▶ **TASK INSTRUCTIONS**: Print the lines from the first line of the records through the line containing "355L224 355L237 348L252", including both, without any changes.

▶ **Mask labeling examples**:
+ + + + + + +
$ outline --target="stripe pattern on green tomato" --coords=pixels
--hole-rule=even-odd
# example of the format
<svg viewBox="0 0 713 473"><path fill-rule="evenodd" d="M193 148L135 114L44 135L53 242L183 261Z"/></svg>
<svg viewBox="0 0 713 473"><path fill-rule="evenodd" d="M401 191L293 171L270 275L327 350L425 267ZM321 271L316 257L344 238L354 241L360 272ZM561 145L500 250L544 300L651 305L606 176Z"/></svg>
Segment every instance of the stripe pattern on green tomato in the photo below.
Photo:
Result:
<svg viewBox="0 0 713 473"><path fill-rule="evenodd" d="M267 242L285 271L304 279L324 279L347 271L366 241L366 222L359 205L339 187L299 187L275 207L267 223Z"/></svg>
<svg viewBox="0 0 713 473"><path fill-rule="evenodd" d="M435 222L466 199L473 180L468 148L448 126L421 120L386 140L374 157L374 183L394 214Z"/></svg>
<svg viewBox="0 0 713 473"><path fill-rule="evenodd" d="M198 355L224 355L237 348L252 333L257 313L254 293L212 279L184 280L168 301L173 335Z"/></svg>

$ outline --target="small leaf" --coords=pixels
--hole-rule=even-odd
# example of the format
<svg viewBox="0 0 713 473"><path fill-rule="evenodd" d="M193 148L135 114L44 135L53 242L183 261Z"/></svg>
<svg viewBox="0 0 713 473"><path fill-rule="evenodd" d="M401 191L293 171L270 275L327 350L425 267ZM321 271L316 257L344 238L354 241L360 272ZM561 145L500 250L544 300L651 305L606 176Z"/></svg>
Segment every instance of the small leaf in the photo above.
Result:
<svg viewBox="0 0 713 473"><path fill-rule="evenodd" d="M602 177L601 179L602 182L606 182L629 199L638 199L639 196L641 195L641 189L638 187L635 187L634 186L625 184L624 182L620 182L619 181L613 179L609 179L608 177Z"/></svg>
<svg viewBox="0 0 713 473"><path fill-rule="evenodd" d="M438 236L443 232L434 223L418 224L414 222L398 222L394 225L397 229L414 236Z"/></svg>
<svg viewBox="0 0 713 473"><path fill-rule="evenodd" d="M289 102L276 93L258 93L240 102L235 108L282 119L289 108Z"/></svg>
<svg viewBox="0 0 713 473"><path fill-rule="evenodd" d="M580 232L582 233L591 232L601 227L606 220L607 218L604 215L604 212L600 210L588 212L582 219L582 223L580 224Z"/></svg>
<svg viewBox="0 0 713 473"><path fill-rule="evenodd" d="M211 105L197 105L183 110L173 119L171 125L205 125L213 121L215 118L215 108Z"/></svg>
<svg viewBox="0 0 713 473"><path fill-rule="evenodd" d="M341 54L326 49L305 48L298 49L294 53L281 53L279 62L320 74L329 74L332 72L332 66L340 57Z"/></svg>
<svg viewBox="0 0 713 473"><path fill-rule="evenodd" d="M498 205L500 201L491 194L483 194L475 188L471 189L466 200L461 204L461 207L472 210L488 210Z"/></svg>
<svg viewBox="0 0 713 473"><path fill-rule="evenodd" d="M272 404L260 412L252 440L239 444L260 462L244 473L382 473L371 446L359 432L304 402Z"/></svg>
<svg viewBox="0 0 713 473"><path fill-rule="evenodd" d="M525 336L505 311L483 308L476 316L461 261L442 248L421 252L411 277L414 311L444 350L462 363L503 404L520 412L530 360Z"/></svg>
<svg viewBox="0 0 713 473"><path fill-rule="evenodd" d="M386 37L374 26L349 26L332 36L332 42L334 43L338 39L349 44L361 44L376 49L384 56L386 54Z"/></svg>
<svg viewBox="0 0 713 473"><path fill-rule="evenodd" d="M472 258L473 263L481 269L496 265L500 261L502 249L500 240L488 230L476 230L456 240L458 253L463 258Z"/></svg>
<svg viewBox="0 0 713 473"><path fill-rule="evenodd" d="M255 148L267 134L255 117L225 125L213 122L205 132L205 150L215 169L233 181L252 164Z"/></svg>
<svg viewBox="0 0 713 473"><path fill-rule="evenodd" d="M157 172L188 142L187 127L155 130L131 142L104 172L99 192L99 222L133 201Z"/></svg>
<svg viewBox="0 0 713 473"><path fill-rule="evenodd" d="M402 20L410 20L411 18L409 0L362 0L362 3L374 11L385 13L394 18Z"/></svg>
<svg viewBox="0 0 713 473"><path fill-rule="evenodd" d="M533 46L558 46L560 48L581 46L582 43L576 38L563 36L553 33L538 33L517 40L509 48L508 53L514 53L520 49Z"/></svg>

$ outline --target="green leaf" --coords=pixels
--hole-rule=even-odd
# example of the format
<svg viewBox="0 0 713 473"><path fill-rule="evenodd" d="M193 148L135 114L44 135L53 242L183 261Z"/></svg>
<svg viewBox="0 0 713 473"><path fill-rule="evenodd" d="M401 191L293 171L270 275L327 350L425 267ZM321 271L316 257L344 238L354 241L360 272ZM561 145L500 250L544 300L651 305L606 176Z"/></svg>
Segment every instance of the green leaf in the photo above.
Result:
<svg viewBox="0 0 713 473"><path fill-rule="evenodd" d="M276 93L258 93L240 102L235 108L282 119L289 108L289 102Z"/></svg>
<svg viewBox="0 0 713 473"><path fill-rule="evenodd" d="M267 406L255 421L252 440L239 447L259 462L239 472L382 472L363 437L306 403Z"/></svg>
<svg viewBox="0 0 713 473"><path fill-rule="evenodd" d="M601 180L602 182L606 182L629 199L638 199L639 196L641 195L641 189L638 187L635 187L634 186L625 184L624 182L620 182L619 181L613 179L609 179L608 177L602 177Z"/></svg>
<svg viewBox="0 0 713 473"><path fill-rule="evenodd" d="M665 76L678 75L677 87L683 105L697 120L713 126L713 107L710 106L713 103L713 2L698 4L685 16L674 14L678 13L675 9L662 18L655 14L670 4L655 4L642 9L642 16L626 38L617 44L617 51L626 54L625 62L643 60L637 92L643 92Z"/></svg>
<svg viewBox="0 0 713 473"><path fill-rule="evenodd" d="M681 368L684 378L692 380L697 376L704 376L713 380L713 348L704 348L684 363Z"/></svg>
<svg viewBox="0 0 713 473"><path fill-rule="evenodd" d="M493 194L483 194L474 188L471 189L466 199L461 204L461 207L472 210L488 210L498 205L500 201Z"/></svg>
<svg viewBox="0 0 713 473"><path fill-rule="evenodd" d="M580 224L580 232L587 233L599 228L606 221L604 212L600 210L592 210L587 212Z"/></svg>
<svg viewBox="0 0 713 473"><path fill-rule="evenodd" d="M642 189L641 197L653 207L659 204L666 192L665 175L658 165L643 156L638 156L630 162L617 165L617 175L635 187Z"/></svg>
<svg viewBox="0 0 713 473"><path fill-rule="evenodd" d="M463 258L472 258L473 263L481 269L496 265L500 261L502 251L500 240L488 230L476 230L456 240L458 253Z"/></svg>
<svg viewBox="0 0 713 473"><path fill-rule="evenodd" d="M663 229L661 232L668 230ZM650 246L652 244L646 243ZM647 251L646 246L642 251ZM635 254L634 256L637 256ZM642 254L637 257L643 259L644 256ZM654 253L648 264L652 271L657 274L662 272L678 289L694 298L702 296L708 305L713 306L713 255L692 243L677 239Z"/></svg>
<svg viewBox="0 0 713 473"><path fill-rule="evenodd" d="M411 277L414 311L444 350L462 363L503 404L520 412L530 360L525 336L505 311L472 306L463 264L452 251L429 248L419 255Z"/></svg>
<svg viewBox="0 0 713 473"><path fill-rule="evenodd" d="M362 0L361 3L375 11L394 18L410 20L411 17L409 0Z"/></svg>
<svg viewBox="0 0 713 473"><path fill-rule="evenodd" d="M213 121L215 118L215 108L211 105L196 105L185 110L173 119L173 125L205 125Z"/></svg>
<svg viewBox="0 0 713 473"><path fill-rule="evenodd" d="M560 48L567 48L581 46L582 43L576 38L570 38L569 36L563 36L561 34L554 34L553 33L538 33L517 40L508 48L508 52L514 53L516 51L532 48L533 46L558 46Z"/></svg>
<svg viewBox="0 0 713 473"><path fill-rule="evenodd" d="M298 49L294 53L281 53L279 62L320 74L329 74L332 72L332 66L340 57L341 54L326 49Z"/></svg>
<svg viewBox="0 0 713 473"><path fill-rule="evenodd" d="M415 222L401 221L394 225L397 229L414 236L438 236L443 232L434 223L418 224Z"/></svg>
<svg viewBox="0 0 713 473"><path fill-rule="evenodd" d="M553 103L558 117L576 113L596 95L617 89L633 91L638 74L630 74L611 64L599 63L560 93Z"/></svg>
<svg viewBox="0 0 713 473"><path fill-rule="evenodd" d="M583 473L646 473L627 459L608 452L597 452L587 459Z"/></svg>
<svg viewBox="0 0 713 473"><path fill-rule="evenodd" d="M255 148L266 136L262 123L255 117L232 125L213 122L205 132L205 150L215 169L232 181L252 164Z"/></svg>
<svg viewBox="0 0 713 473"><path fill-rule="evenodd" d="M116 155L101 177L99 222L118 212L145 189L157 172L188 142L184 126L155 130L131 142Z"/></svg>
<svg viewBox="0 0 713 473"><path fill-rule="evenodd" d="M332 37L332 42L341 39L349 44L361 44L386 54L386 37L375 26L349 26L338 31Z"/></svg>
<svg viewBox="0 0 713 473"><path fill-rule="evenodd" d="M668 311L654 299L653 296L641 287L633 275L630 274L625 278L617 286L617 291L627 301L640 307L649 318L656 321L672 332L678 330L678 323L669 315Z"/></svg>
+ + + + + + +
▶ **SOLVED PROBLEM**:
$ outline --target="stripe pattern on green tomato" --coords=pixels
--hole-rule=even-odd
# example of the format
<svg viewBox="0 0 713 473"><path fill-rule="evenodd" d="M193 148L135 114L44 135L53 242L183 261Z"/></svg>
<svg viewBox="0 0 713 473"><path fill-rule="evenodd" d="M401 191L293 171L270 275L327 350L425 267ZM321 271L316 257L344 238L354 241L360 272ZM561 145L500 250L544 300L651 305L606 176Z"/></svg>
Segment every instance of the stripe pattern on green tomato in the photo below.
Photo:
Result:
<svg viewBox="0 0 713 473"><path fill-rule="evenodd" d="M267 242L285 271L304 279L324 279L347 271L366 241L366 222L359 205L339 187L299 187L275 207L267 223Z"/></svg>
<svg viewBox="0 0 713 473"><path fill-rule="evenodd" d="M435 222L466 199L473 180L468 148L448 126L421 120L386 140L374 157L374 183L394 214Z"/></svg>
<svg viewBox="0 0 713 473"><path fill-rule="evenodd" d="M198 355L224 355L237 348L252 333L257 313L254 293L212 279L184 280L168 301L173 335Z"/></svg>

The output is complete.